▸ **DATASET EXTRACT**:
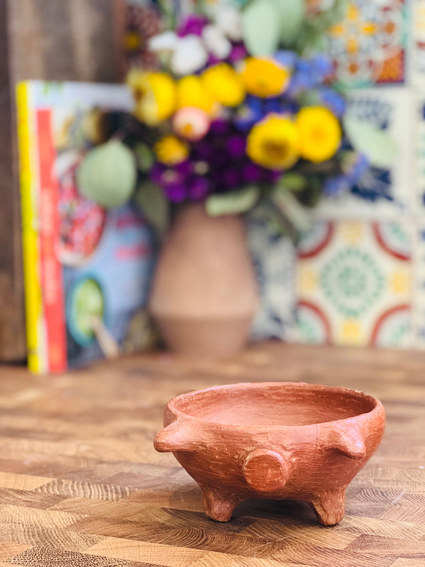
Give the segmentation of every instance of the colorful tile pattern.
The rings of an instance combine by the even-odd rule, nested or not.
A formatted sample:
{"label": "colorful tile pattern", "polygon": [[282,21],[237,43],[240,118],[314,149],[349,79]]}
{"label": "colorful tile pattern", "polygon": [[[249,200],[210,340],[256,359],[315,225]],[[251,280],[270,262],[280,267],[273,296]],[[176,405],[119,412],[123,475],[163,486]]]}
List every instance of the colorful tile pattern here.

▸ **INSTRUCTIONS FOR THE TASK**: Copy out the records above word for word, but leave out the pictures.

▸ **RESULT FOR THIS TASK**:
Give the segmentation of every instance of the colorful tile pattern.
The rings of an instance combine by the even-odd rule, nested or not.
A formatted sample:
{"label": "colorful tile pattern", "polygon": [[282,21],[237,43],[240,118],[314,149],[349,79]]}
{"label": "colorful tile pattern", "polygon": [[[249,200],[210,340],[256,359],[315,225]],[[251,280],[270,262],[280,267],[273,296]],[[176,405],[119,412],[123,475],[163,486]]]}
List every instance of the colorful tile pattern here.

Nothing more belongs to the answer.